READING TEXT:

● ● ● ● ●

Seems reasonable in a very general sense, but of course varies with use-case.

> Also when would I see real cpu spikes. At this moment looks like 4
> core is more than sufficient.

In general, the more requests and columns you read and write, the more
you'll be bottlenecking on CPU. The larger individual columns (and
thus fewer columns), the more you'll be bound on disk instead.

In your case the bottleneck seems to be the benchmark I think.

> B) iostat -x is reporting avgqueue size of around 0.25 and await time of
> around 30 ms.  What would be acceptable queue size and await time?

Any avgqueuesize significantly below 1 is generally good. For close to
1 or higher than one, it will depend on your access pattern, latency
demands, and the nature of your storage device (e.g., SSD:s, RAID:s
can sustain concurrent I/O).

● ● ● ● ●

PROVIDED DATA:
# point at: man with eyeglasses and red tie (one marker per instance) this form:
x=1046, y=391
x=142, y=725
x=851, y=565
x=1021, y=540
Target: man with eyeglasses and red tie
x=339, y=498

● ● ● ● ●

EXERCISE REQUIREMENTS:
1: In the reply about CPU and disk bottlenecks, what average queue size is described as generally good?
2: Write the next part of the reply about CPU and disk bottlenecks, picking up after its last sentence.

REPLIES:
1: Any avgqueuesize significantly below 1.

2:
To simplify, there is some maximum amount of I/O requests that your
storage device will service concurrently. For a normal disk, this is 1
request (I'm ignoring optimizations due to TCQ/NCQ which can be
significant sometimes). As long as you're below the saturation point
it's mostly about statistics and varying I/O patterns causing latency.
The less saturated you are, the better your average latency will be.

Once you're *above* saturation latency goes haywire as you don't
service as many I/O requests as are coming in.

There is a grey area in between where latency will be very sensitive
to smallish changes in I/O load but aggregate throughput remaining
below what can be sustained.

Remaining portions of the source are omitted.